GIVEN REQUEST |
Rewrite all the entries below, replacing "bamboo steamer" with "wicker steamer" and leaving everything else the same.

GIVEN RECORDS |
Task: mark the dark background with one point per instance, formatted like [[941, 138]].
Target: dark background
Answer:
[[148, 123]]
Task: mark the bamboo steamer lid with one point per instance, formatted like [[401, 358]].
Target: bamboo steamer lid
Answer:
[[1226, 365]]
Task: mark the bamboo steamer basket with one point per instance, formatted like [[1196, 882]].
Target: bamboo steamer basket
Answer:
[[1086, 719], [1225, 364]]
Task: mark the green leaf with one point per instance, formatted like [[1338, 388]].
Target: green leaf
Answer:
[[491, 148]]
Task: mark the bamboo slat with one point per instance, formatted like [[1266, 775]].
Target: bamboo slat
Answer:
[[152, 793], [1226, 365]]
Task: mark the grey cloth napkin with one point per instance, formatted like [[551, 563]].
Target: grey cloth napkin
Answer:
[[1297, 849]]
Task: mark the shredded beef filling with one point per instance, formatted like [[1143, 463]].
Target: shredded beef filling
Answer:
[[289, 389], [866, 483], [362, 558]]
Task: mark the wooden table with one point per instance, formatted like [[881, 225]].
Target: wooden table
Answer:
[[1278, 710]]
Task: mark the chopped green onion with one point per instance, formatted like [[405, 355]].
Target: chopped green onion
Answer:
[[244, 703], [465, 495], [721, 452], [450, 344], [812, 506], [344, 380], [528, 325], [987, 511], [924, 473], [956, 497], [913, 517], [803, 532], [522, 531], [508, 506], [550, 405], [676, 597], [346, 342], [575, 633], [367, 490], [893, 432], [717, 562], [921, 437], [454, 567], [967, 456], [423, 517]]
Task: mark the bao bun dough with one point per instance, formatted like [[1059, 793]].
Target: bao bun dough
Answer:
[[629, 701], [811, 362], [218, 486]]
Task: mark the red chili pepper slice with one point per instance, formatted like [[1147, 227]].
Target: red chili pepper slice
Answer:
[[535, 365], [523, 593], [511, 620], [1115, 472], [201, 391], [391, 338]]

CORRECT RESULT |
Task: mark the dark background with one point per instance, formatted like [[941, 138]].
Target: dark background
Answer:
[[148, 123]]
Task: mark the wicker steamer lid with one point per instance, formatted like [[401, 358]].
Target: wicker steamer lid
Answer:
[[1226, 365]]
Task: mark the wicker steamer basket with one point per instance, formatted like [[1196, 882]].
Target: wicker steamer basket
Answer:
[[1086, 719], [1225, 364]]
Task: mark the green leaf with one point per instance, formatted like [[1338, 388]].
Target: green leaf
Answer:
[[491, 148]]
Task: mark the bamboo slat with one point per instance, formatted like [[1266, 775]].
Target: bamboo slat
Answer:
[[152, 793], [1226, 365]]
Task: mark the grey cloth napkin with one point per instance, formatted like [[551, 563]].
Target: grey cloth napkin
Answer:
[[1297, 849]]
Task: mark the shredded beef filling with one point per instance, formatted like [[1143, 463]].
Target: shredded beef filling
Answer:
[[289, 389], [866, 483], [362, 558]]
Task: mark the wooden table with one point per instance, formatted like [[881, 225]].
Target: wooden table
Answer:
[[1278, 710]]
Task: mark the chopped green onion with one point per instance, formatted like [[405, 355]].
Target: chopped green onion
Answer:
[[244, 703], [465, 495], [721, 452], [450, 344], [812, 506], [344, 380], [528, 325], [987, 511], [924, 473], [956, 497], [913, 517], [803, 532], [522, 531], [508, 506], [550, 405], [676, 597], [346, 342], [575, 633], [367, 490], [893, 432], [717, 562], [921, 437], [454, 567], [967, 456], [423, 517]]
Task: mark the bao bun dough with one point per instance, formatted like [[1059, 793]].
Target: bao bun dough
Answer:
[[629, 701], [811, 362], [218, 486]]
Task: mark the red chili pepper slice with one point per instance, formatted like [[1147, 227]].
Target: red chili pepper slice
Answer:
[[535, 365], [523, 593], [511, 620], [1115, 472], [201, 391], [391, 338]]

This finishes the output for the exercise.